_What needs to be done_
Gather every line from the items below that contains the string "person", copying each line in full.

_Exercise data_
====

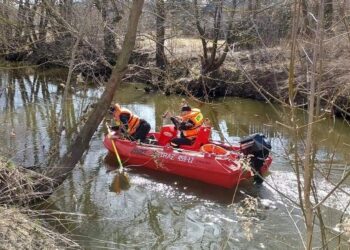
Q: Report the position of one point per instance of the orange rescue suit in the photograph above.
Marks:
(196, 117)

====

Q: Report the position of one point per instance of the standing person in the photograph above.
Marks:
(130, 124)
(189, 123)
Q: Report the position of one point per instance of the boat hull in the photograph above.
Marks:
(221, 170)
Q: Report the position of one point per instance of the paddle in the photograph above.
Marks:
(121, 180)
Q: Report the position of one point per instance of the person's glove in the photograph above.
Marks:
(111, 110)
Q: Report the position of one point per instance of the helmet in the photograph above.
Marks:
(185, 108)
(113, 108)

====

_Result_
Q: Report the position of one point per instance of the standing person in the photograph above.
Q: Report the position of one point per instance of the person's glove in the photograph above.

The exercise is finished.